§ What is required
In the material below, copy word for word the stretch from the line containing "One point per instance of the white plum" through the line containing "pixel 718 546", including both of those lines.

§ Data shown

________

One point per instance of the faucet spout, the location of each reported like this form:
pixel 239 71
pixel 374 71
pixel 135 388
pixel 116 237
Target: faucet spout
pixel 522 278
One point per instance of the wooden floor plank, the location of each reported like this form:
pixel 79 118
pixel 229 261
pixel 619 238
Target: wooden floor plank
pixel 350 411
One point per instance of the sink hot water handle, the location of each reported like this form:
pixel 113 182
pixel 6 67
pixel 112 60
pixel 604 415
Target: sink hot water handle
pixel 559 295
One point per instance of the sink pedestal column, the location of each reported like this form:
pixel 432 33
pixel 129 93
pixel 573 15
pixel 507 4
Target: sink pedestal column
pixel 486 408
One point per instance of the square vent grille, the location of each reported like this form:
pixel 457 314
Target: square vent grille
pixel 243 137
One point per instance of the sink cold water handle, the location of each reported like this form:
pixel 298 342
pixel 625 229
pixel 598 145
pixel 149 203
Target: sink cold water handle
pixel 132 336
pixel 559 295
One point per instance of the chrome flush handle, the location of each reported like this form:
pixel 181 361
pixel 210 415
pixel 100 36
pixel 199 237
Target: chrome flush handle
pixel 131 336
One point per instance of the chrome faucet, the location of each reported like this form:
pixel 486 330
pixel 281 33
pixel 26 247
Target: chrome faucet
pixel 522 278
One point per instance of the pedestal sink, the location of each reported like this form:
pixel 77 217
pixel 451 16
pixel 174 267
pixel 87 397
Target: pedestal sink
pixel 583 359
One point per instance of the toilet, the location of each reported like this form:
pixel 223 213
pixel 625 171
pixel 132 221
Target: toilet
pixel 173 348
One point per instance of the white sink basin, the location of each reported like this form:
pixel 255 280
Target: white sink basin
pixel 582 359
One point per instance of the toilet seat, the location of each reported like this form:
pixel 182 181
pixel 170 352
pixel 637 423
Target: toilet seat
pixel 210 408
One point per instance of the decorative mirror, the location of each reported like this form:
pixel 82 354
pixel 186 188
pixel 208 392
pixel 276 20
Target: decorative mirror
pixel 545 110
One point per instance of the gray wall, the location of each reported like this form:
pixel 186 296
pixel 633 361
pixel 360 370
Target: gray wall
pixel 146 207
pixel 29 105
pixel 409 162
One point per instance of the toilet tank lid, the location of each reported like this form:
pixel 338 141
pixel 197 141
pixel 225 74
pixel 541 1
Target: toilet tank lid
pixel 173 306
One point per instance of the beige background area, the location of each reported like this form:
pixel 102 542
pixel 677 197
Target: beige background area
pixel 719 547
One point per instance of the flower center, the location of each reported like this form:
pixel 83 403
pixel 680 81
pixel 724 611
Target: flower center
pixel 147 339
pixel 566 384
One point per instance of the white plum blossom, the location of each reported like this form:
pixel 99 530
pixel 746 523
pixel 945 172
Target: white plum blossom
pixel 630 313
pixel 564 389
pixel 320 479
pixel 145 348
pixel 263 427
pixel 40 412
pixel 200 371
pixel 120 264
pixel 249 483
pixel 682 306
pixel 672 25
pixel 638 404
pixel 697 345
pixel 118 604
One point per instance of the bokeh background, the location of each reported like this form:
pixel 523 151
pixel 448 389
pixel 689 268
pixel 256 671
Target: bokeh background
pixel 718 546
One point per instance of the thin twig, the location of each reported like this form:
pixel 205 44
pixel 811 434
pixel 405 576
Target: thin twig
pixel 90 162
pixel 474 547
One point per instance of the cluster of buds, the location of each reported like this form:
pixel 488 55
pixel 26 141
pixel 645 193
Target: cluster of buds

________

§ Task response
One point per instance of the white plum blossom, the location of each reported like this form:
pixel 99 530
pixel 746 523
pixel 945 172
Target: white plum blossom
pixel 630 313
pixel 564 389
pixel 320 479
pixel 145 348
pixel 263 427
pixel 40 412
pixel 200 371
pixel 120 264
pixel 249 483
pixel 682 306
pixel 672 25
pixel 638 404
pixel 697 345
pixel 118 604
One point per instance of the bokeh background, the location of each reported like this form:
pixel 523 151
pixel 448 389
pixel 689 268
pixel 256 671
Target: bokeh background
pixel 718 546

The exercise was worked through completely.